◆ **EXERCISE OBJECTIVE**: Reproduce the lines below as a numbered list with blank lines dropped, and leave the pictures out of your answer.
########
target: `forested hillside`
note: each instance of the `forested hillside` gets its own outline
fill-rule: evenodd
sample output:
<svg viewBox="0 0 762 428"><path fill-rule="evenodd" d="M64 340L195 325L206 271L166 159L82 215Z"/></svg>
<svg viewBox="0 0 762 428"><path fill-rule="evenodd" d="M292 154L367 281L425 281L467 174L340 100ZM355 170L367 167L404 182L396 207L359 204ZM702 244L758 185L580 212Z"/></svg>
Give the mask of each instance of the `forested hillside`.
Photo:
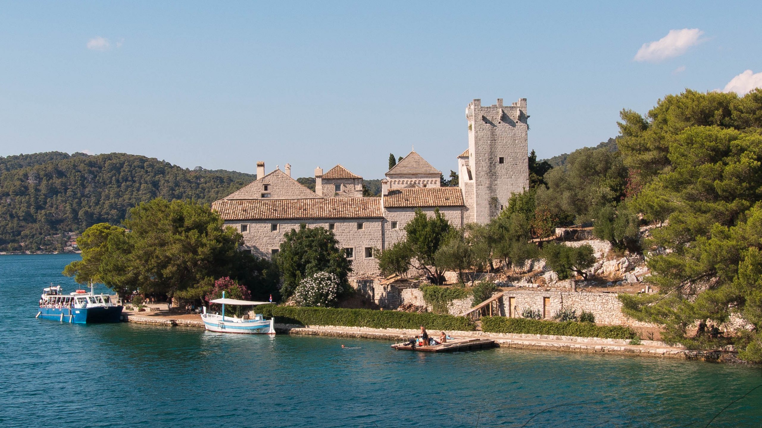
########
◆ **SOLUTION TO THIS PROBLEM**:
1. target: `forested hillside`
2. note: each instance of the `forested hillside` gets its own outline
3. fill-rule: evenodd
4. sample output:
5. <svg viewBox="0 0 762 428"><path fill-rule="evenodd" d="M64 340L195 325L206 271L166 159L82 215Z"/></svg>
6. <svg viewBox="0 0 762 428"><path fill-rule="evenodd" d="M292 154L367 281L425 281L467 174L340 100ZM355 170L367 167L404 182L396 207L359 204ZM702 244L758 185L580 212Z"/></svg>
7. Give the mask of each instance of the `forested hillside`.
8. Photo:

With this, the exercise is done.